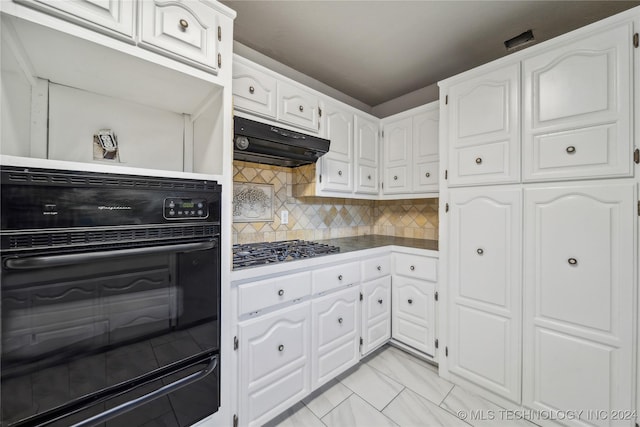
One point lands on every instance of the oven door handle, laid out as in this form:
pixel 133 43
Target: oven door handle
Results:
pixel 136 403
pixel 60 260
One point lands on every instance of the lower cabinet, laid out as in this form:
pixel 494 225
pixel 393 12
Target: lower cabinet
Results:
pixel 274 362
pixel 335 321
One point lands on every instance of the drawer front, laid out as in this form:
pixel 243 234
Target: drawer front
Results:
pixel 375 268
pixel 184 29
pixel 417 266
pixel 334 277
pixel 298 107
pixel 266 293
pixel 253 91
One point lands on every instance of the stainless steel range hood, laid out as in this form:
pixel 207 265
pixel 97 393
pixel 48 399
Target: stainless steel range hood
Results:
pixel 271 145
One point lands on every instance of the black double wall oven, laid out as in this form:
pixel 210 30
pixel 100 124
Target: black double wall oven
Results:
pixel 110 294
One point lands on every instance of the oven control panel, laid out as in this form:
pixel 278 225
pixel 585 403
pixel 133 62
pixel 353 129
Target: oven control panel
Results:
pixel 178 208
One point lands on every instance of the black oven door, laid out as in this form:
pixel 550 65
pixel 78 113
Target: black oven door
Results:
pixel 122 337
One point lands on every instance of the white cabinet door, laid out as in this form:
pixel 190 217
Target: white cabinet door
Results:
pixel 376 313
pixel 337 164
pixel 274 355
pixel 366 156
pixel 413 313
pixel 485 325
pixel 484 131
pixel 398 141
pixel 335 337
pixel 425 151
pixel 186 29
pixel 253 91
pixel 113 15
pixel 578 109
pixel 298 107
pixel 579 292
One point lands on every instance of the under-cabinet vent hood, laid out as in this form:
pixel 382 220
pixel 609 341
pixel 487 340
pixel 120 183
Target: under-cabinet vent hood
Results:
pixel 271 145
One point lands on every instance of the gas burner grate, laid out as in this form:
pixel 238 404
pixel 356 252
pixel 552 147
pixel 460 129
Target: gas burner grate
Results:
pixel 255 254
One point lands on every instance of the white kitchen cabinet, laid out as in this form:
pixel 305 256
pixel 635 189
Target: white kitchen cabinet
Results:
pixel 578 108
pixel 367 156
pixel 185 29
pixel 253 90
pixel 298 107
pixel 275 363
pixel 398 143
pixel 115 16
pixel 337 164
pixel 335 321
pixel 484 128
pixel 484 290
pixel 579 297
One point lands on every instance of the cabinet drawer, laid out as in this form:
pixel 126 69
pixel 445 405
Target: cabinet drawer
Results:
pixel 335 277
pixel 416 266
pixel 298 107
pixel 185 29
pixel 265 293
pixel 253 91
pixel 376 267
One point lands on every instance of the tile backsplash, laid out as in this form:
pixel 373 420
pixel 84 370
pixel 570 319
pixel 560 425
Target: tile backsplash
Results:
pixel 315 218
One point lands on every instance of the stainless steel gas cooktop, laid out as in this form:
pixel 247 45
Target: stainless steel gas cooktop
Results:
pixel 255 254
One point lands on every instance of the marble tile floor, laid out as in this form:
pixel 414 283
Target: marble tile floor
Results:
pixel 393 388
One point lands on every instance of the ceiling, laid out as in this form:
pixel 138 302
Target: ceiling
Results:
pixel 376 51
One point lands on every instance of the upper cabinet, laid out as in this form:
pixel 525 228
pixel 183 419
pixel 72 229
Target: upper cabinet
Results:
pixel 484 132
pixel 577 108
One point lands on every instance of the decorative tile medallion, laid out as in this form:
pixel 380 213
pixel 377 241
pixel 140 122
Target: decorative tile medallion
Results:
pixel 252 202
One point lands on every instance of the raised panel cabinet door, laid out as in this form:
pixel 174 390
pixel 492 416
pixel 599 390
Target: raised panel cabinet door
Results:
pixel 578 108
pixel 376 313
pixel 186 29
pixel 398 142
pixel 413 313
pixel 113 15
pixel 579 291
pixel 274 362
pixel 484 128
pixel 485 314
pixel 298 107
pixel 335 334
pixel 253 91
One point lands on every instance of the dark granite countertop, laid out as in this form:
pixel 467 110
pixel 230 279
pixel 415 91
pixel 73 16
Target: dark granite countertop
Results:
pixel 349 244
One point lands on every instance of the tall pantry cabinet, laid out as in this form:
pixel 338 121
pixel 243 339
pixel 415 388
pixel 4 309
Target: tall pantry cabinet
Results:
pixel 539 216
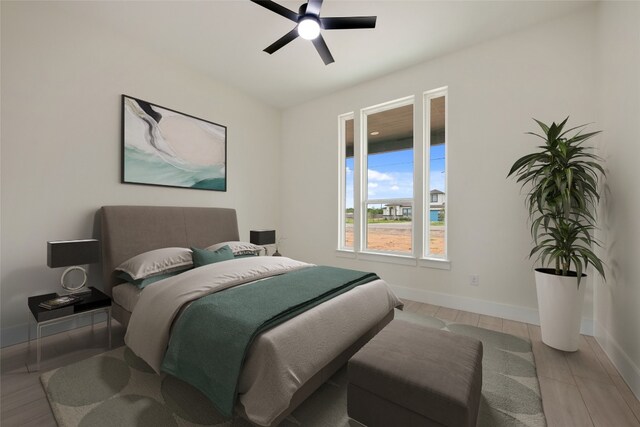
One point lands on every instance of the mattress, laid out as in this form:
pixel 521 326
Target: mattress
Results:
pixel 126 295
pixel 282 359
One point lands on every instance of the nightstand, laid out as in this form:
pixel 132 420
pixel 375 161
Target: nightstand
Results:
pixel 92 303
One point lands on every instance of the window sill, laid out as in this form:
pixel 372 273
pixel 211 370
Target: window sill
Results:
pixel 346 253
pixel 437 263
pixel 388 257
pixel 440 264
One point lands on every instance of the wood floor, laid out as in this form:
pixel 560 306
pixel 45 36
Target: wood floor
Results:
pixel 578 389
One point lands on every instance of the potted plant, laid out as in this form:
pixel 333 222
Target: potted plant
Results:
pixel 562 182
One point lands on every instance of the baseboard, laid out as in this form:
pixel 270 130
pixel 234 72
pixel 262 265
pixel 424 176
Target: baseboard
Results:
pixel 18 333
pixel 620 359
pixel 489 308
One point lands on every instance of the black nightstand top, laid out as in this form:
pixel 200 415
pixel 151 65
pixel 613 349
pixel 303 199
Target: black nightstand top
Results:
pixel 96 299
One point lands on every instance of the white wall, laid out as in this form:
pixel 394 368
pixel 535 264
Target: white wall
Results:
pixel 61 84
pixel 495 88
pixel 617 303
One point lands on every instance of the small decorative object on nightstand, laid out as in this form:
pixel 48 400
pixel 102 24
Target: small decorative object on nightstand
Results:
pixel 91 303
pixel 263 238
pixel 65 253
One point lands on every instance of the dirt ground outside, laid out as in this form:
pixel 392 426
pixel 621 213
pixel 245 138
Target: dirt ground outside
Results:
pixel 396 237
^^^^^^^^
# Required action
Only lines that contain the string "control" count; pick each one out of the records and copy it.

# Problem solution
One point lands on every instance of the oven control panel, laid out as in this form:
Target: oven control panel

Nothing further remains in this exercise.